- _Kutipan Halaman_
******

Wawancara KH ARWANI FAISHAL

Penetapan Fatwa NU sudah Komprehensif

Kam, 29 Maret 2012 | 04:03 WIB

Lembaga Bahtsul Masail Nahdlatul Ulama (LBM NU) merupakan perangkat organisasi Nahdlatul Ulama (NU) bertugas menyelenggarakan forum bahtsul masail atau kajian hukum Islam, dalam hal ini berkaitan dengan fatwa. Bahtsul masail melibatkan para kiai yang berada di jajaran syuriyah maupun para ahli fikih yang tersebar di berbagai pondok pesantren.

******

- _Catatan Data_
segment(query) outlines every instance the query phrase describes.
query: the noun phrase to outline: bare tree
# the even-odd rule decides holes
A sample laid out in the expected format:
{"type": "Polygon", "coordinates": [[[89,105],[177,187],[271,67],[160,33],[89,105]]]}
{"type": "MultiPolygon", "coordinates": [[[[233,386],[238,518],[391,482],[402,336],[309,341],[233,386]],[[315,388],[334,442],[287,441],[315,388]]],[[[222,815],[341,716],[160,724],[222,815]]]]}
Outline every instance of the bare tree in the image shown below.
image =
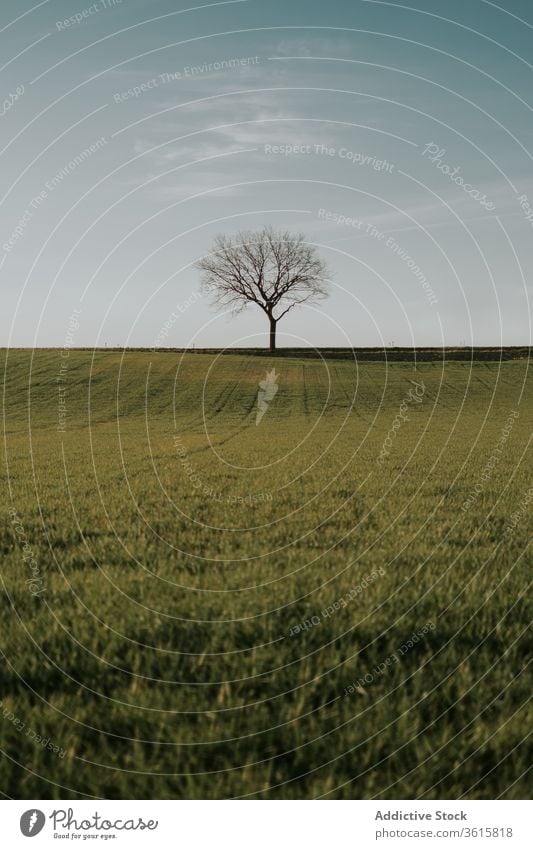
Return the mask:
{"type": "Polygon", "coordinates": [[[214,304],[234,313],[257,304],[270,323],[270,350],[276,350],[276,326],[298,304],[327,296],[326,264],[302,235],[258,232],[217,236],[210,254],[196,264],[202,287],[214,304]]]}

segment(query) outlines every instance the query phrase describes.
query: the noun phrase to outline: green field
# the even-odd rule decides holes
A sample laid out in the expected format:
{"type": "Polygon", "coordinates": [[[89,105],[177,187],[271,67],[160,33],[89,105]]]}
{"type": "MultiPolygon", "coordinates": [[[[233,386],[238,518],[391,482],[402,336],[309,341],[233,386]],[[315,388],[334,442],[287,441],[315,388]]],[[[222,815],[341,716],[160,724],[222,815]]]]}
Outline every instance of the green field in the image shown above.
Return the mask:
{"type": "Polygon", "coordinates": [[[5,796],[527,797],[527,359],[1,357],[5,796]]]}

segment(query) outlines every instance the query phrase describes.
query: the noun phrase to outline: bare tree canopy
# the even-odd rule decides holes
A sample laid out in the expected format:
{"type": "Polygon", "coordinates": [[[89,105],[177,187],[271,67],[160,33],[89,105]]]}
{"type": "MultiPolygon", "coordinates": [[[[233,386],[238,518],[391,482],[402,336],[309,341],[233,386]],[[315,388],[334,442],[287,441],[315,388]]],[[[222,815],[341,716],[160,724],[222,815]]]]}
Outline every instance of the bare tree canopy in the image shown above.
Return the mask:
{"type": "Polygon", "coordinates": [[[238,313],[253,303],[270,322],[270,350],[276,349],[276,324],[298,304],[316,303],[328,294],[327,267],[301,234],[264,227],[236,236],[217,236],[212,252],[197,263],[202,286],[214,304],[238,313]]]}

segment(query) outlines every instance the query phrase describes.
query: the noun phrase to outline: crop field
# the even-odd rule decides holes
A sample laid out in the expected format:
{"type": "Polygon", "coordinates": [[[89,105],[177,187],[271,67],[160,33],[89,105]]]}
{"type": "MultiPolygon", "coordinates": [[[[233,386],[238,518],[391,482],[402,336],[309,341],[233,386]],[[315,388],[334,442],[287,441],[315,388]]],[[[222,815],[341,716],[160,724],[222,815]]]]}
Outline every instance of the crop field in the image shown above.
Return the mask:
{"type": "Polygon", "coordinates": [[[4,796],[527,796],[527,358],[0,356],[4,796]]]}

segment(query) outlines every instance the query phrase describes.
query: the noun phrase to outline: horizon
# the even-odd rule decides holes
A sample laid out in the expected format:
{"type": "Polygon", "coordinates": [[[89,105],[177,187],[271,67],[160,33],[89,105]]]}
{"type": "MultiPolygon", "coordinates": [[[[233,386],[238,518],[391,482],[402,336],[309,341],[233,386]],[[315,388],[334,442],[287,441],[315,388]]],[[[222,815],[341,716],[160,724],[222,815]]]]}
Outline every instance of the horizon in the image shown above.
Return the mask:
{"type": "Polygon", "coordinates": [[[2,344],[261,345],[193,266],[264,225],[332,269],[280,346],[531,340],[525,0],[175,6],[3,4],[2,344]]]}

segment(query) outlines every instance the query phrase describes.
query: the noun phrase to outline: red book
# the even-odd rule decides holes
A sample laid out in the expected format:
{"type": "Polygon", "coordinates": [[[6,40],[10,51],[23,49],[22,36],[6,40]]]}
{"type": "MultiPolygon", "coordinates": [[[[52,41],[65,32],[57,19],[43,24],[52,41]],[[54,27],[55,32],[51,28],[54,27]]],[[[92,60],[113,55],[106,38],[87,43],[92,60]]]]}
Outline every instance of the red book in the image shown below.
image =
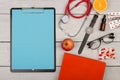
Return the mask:
{"type": "Polygon", "coordinates": [[[106,63],[73,54],[64,54],[58,80],[103,80],[106,63]]]}

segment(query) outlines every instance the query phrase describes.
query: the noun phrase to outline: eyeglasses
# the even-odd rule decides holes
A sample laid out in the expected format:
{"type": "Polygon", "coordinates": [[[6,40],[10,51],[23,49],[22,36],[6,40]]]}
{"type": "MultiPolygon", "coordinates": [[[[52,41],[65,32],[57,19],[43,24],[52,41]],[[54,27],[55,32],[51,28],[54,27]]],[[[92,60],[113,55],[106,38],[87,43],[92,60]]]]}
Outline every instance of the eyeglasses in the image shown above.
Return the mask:
{"type": "Polygon", "coordinates": [[[109,33],[109,34],[104,35],[98,39],[90,41],[89,43],[87,43],[87,45],[88,45],[88,48],[95,50],[95,49],[100,47],[102,41],[106,44],[109,44],[109,43],[112,43],[114,41],[114,38],[115,38],[114,33],[109,33]]]}
{"type": "Polygon", "coordinates": [[[91,12],[91,9],[92,9],[92,4],[91,4],[90,0],[79,0],[74,6],[71,7],[71,4],[75,1],[76,0],[69,0],[68,1],[67,5],[66,5],[66,8],[65,8],[65,11],[64,11],[64,16],[60,19],[60,21],[58,23],[60,30],[63,31],[69,37],[76,37],[79,34],[79,32],[81,31],[85,21],[87,20],[87,16],[89,16],[89,14],[91,12]],[[86,6],[82,5],[83,3],[85,3],[86,6]],[[77,8],[78,6],[80,6],[82,8],[84,7],[86,10],[85,10],[85,12],[83,12],[83,14],[74,15],[71,11],[74,8],[77,8]],[[63,25],[67,24],[70,21],[70,17],[75,18],[75,19],[81,19],[85,16],[86,16],[86,18],[84,19],[83,24],[81,25],[79,30],[76,31],[75,34],[70,34],[69,32],[67,32],[67,30],[65,30],[62,27],[63,25]]]}

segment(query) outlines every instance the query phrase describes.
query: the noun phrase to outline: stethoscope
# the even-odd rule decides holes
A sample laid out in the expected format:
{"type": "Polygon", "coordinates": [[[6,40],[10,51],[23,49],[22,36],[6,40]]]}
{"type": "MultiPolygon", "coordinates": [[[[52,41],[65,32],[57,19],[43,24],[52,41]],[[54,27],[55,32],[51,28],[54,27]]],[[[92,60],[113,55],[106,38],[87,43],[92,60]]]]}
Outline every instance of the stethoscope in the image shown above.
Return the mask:
{"type": "Polygon", "coordinates": [[[89,16],[89,14],[90,14],[90,12],[91,12],[91,9],[92,9],[92,4],[91,4],[90,0],[81,0],[81,1],[79,1],[78,3],[76,3],[72,8],[70,8],[70,4],[71,4],[72,2],[74,2],[74,1],[76,1],[76,0],[69,0],[69,1],[68,1],[68,4],[67,4],[67,6],[66,6],[66,8],[65,8],[65,11],[64,11],[64,15],[63,15],[63,17],[60,19],[60,21],[59,21],[59,23],[58,23],[58,26],[59,26],[60,30],[61,30],[62,32],[64,32],[64,33],[65,33],[67,36],[69,36],[69,37],[76,37],[76,36],[79,34],[79,32],[81,31],[84,23],[85,23],[86,20],[87,20],[87,16],[89,16]],[[84,13],[83,15],[79,15],[79,16],[72,14],[72,13],[71,13],[71,10],[73,10],[73,9],[76,8],[76,7],[78,7],[81,3],[86,3],[86,5],[87,5],[87,6],[86,6],[87,9],[86,9],[85,13],[84,13]],[[66,30],[64,30],[64,29],[61,27],[61,24],[67,24],[67,23],[69,22],[70,16],[73,17],[73,18],[76,18],[76,19],[80,19],[80,18],[85,17],[85,19],[84,19],[81,27],[79,28],[79,30],[78,30],[74,35],[69,34],[68,32],[66,32],[66,30]]]}

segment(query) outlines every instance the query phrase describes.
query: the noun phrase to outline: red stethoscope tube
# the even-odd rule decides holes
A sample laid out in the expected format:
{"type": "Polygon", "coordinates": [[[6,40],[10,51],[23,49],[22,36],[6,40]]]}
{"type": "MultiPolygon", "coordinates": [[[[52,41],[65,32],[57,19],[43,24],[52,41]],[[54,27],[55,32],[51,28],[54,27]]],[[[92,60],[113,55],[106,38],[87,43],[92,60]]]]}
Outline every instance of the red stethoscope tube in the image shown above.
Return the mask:
{"type": "Polygon", "coordinates": [[[81,15],[81,16],[75,16],[75,15],[73,15],[73,14],[71,13],[70,4],[71,4],[72,2],[74,2],[74,1],[75,1],[75,0],[69,0],[69,1],[68,1],[68,4],[67,4],[66,9],[65,9],[65,12],[64,12],[65,15],[66,15],[66,14],[69,14],[69,15],[72,16],[73,18],[83,18],[84,16],[88,16],[88,15],[90,14],[90,11],[91,11],[91,9],[92,9],[92,4],[91,4],[90,0],[82,0],[82,1],[78,2],[73,8],[79,6],[81,3],[86,3],[86,4],[87,4],[87,6],[86,6],[86,7],[87,7],[86,12],[85,12],[83,15],[81,15]]]}

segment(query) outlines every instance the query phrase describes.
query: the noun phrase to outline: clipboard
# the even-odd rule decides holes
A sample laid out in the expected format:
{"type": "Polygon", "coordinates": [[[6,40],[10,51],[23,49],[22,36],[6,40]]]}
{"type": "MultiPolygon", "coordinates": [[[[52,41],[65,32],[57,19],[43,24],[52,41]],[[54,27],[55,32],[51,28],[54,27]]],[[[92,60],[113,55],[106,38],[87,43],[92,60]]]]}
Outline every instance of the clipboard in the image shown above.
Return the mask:
{"type": "Polygon", "coordinates": [[[55,8],[12,8],[11,71],[56,70],[55,8]]]}

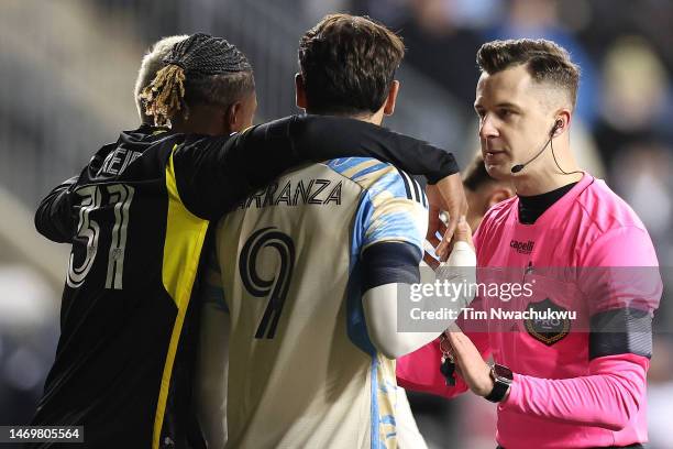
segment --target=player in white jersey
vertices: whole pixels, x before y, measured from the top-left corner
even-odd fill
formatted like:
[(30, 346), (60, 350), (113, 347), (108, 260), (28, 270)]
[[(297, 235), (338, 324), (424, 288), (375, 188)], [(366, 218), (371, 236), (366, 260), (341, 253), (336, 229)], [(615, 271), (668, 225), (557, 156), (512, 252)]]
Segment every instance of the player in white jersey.
[[(384, 26), (328, 17), (301, 40), (297, 103), (380, 124), (402, 55)], [(397, 447), (394, 359), (437, 337), (397, 332), (397, 288), (419, 282), (427, 228), (418, 183), (364, 157), (286, 173), (223, 218), (223, 300), (216, 288), (202, 317), (209, 442), (227, 438), (225, 406), (232, 448)]]

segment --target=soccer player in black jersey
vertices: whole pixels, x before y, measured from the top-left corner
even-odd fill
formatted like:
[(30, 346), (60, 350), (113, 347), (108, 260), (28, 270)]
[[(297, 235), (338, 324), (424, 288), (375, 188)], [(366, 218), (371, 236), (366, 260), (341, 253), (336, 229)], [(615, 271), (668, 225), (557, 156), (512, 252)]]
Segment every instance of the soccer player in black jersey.
[(202, 446), (190, 299), (210, 221), (254, 189), (302, 163), (374, 156), (457, 201), (451, 154), (373, 124), (289, 117), (230, 136), (252, 121), (254, 81), (223, 39), (191, 35), (165, 62), (144, 96), (155, 123), (173, 129), (122, 132), (35, 215), (43, 236), (73, 250), (56, 360), (32, 424), (82, 425), (84, 447)]

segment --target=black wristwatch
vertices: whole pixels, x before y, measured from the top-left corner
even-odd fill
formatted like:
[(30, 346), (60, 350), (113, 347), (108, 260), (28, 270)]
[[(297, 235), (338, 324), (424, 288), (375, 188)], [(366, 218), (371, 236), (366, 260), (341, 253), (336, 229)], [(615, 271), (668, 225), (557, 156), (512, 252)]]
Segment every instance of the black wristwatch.
[(499, 403), (505, 398), (511, 381), (514, 381), (514, 374), (507, 366), (494, 364), (490, 366), (490, 379), (493, 379), (493, 390), (486, 396), (486, 401)]

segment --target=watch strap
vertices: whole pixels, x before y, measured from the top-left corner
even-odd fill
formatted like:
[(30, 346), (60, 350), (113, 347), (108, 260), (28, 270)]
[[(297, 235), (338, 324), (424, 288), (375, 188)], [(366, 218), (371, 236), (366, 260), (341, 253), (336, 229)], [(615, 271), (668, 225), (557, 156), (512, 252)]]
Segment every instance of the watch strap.
[(490, 393), (488, 393), (485, 399), (490, 401), (493, 403), (499, 403), (507, 394), (507, 390), (509, 390), (509, 384), (494, 379), (493, 390), (490, 391)]

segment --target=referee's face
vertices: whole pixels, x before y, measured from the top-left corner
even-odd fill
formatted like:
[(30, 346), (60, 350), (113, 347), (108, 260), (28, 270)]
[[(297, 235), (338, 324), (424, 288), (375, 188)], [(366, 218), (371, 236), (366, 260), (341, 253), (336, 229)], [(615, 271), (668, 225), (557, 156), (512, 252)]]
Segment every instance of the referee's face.
[[(484, 164), (492, 177), (511, 178), (512, 166), (528, 162), (544, 146), (553, 123), (544, 100), (543, 87), (523, 65), (482, 74), (474, 109), (479, 117)], [(539, 157), (516, 176), (530, 175), (543, 164)]]

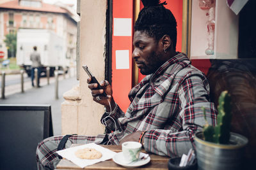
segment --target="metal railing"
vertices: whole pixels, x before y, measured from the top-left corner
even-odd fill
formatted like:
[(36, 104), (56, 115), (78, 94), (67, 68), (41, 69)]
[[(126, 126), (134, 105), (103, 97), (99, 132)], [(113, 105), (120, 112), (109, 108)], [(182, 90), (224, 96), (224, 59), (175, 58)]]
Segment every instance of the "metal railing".
[[(70, 69), (67, 70), (67, 69), (65, 69), (63, 71), (63, 78), (66, 79), (67, 78), (67, 73), (66, 72), (68, 73), (69, 78), (71, 78), (72, 76), (74, 76), (74, 72), (71, 71)], [(38, 70), (37, 69), (35, 69), (35, 78), (36, 80), (36, 87), (39, 87), (39, 80), (38, 80)], [(72, 73), (73, 72), (73, 73)], [(1, 73), (1, 72), (0, 72)], [(20, 69), (20, 73), (17, 73), (17, 74), (20, 74), (20, 92), (21, 93), (24, 93), (25, 92), (25, 81), (24, 81), (24, 73), (25, 71), (24, 69)], [(55, 91), (55, 99), (59, 99), (59, 75), (61, 74), (60, 71), (58, 70), (58, 67), (56, 67), (56, 69), (54, 71), (54, 91)], [(4, 99), (6, 98), (5, 96), (5, 92), (6, 92), (6, 75), (8, 75), (9, 74), (6, 74), (6, 73), (4, 71), (1, 71), (1, 99)], [(73, 75), (72, 75), (73, 74)], [(47, 77), (47, 85), (50, 84), (50, 68), (49, 67), (47, 67), (47, 71), (46, 71), (46, 77)]]

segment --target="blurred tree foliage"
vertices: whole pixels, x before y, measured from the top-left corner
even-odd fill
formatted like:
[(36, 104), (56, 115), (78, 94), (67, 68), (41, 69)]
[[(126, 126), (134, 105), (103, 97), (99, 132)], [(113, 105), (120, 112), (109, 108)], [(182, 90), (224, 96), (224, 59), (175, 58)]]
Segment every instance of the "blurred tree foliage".
[(16, 45), (17, 45), (17, 34), (9, 33), (5, 36), (5, 45), (8, 49), (8, 57), (15, 57)]

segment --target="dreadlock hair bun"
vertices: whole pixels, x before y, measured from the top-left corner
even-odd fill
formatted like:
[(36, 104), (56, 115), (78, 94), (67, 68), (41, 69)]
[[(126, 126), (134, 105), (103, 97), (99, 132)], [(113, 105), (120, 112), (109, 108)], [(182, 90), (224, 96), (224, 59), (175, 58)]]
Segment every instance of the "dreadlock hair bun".
[(134, 31), (141, 31), (159, 41), (164, 35), (168, 35), (175, 50), (177, 22), (172, 11), (164, 8), (166, 1), (141, 0), (144, 8), (140, 11), (134, 24)]
[(166, 1), (160, 3), (160, 0), (141, 0), (144, 7), (157, 6), (161, 4), (167, 4)]

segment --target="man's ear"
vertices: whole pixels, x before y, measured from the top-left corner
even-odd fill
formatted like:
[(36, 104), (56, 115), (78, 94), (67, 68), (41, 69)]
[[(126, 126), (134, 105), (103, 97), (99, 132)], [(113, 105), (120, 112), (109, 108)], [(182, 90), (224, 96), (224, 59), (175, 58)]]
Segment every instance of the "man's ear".
[(161, 38), (161, 41), (164, 49), (167, 50), (171, 46), (172, 41), (171, 38), (168, 35), (164, 35)]

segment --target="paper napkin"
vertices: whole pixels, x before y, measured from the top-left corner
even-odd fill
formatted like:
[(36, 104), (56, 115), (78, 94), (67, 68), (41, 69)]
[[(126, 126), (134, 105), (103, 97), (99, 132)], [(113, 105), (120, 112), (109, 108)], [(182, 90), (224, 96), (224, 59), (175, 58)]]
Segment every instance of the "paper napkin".
[[(77, 150), (83, 149), (85, 148), (94, 148), (100, 152), (102, 154), (102, 157), (97, 159), (79, 159), (75, 155), (75, 152)], [(59, 150), (56, 152), (62, 157), (70, 160), (74, 164), (77, 165), (81, 168), (96, 164), (101, 161), (104, 161), (106, 160), (112, 159), (115, 156), (115, 155), (116, 154), (116, 152), (105, 148), (95, 143), (89, 143), (78, 146), (72, 147), (65, 150)]]

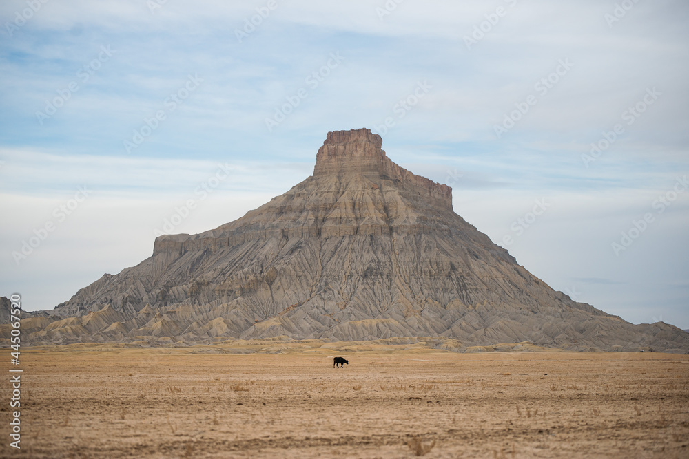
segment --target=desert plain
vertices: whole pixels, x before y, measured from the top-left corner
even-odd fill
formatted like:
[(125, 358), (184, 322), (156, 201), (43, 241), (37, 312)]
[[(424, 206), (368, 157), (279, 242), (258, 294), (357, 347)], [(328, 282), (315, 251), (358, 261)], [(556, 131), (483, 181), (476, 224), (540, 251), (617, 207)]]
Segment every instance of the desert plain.
[[(5, 423), (0, 456), (689, 457), (689, 355), (511, 349), (527, 352), (315, 340), (24, 348), (21, 449)], [(336, 356), (349, 365), (333, 368)], [(10, 392), (3, 383), (2, 398)]]

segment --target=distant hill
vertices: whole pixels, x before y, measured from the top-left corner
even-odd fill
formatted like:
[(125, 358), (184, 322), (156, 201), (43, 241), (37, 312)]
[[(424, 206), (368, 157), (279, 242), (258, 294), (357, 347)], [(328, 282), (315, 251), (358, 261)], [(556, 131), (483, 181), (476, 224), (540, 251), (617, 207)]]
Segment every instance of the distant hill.
[(397, 165), (382, 142), (328, 133), (312, 176), (214, 230), (158, 237), (137, 266), (26, 319), (28, 341), (427, 337), (457, 350), (689, 352), (677, 327), (633, 325), (551, 288), (455, 213), (450, 187)]

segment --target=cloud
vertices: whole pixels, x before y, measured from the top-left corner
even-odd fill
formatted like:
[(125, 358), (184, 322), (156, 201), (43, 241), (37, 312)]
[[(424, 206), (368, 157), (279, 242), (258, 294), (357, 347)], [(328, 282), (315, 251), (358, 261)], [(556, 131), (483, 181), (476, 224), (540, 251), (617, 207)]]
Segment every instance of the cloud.
[[(50, 1), (11, 36), (0, 32), (5, 259), (14, 263), (17, 244), (76, 186), (94, 189), (27, 268), (5, 268), (3, 291), (40, 291), (40, 307), (63, 301), (103, 270), (147, 256), (153, 230), (198, 197), (218, 164), (233, 173), (179, 231), (218, 226), (303, 180), (328, 131), (376, 129), (390, 118), (389, 156), (451, 182), (455, 210), (496, 242), (534, 200), (552, 201), (509, 250), (554, 288), (573, 281), (580, 301), (637, 321), (667, 305), (666, 320), (689, 326), (686, 294), (664, 286), (686, 272), (675, 259), (688, 250), (687, 195), (619, 257), (610, 247), (689, 172), (689, 5), (639, 2), (609, 25), (614, 4), (593, 0), (276, 3), (241, 41), (236, 30), (266, 2), (168, 1), (152, 11), (134, 0)], [(0, 23), (25, 8), (3, 2)], [(83, 81), (77, 72), (102, 46), (115, 53)], [(307, 78), (333, 52), (342, 64), (312, 87)], [(573, 65), (553, 77), (566, 59)], [(189, 74), (203, 82), (169, 110)], [(537, 89), (549, 78), (547, 92)], [(432, 87), (400, 111), (420, 81)], [(37, 112), (72, 82), (78, 91), (41, 124)], [(302, 88), (308, 96), (269, 131), (265, 119)], [(660, 96), (639, 105), (652, 88)], [(530, 96), (536, 103), (515, 115)], [(630, 108), (639, 116), (626, 116)], [(128, 153), (123, 142), (160, 110), (165, 120)], [(514, 125), (498, 138), (506, 117)], [(616, 125), (624, 132), (586, 162)]]

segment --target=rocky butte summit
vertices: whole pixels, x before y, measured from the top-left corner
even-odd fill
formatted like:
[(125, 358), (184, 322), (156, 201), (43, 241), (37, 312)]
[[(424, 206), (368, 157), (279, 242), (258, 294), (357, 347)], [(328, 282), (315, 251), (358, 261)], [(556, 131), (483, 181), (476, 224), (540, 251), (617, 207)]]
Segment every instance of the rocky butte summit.
[(450, 187), (381, 146), (369, 129), (328, 133), (313, 175), (214, 230), (158, 237), (139, 264), (25, 319), (25, 339), (689, 351), (676, 327), (633, 325), (553, 290), (455, 213)]

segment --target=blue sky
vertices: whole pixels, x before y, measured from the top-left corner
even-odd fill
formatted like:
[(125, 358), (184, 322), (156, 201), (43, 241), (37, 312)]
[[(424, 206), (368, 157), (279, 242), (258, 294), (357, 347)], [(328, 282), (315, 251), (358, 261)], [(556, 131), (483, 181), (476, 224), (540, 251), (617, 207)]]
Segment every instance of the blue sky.
[(686, 2), (30, 3), (0, 5), (0, 295), (28, 309), (150, 256), (189, 200), (174, 233), (369, 127), (554, 288), (689, 328)]

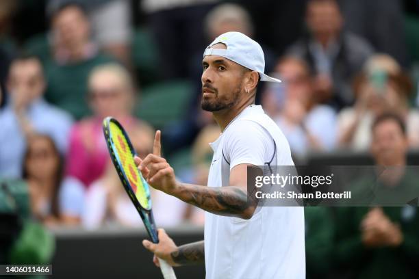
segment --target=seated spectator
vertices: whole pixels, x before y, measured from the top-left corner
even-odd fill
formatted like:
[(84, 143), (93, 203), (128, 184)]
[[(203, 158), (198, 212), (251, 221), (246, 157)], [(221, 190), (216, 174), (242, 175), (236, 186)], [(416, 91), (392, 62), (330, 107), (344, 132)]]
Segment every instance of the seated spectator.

******

- _Rincian Tugas_
Tuliskan kembali tanpa perubahan bagian kutipan halaman tentang penetapan fatwa NU, mulai dari kata-kata yang memuat "Penetapan Fatwa NU" dan berhenti setelah "berbagai pondok pesantren.".

- _Hasil_
Penetapan Fatwa NU sudah Komprehensif

Kam, 29 Maret 2012 | 04:03 WIB

Lembaga Bahtsul Masail Nahdlatul Ulama (LBM NU) merupakan perangkat organisasi Nahdlatul Ulama (NU) bertugas menyelenggarakan forum bahtsul masail atau kajian hukum Islam, dalam hal ini berkaitan dengan fatwa. Bahtsul masail melibatkan para kiai yang berada di jajaran syuriyah maupun para ahli fikih yang tersebar di berbagai pondok pesantren.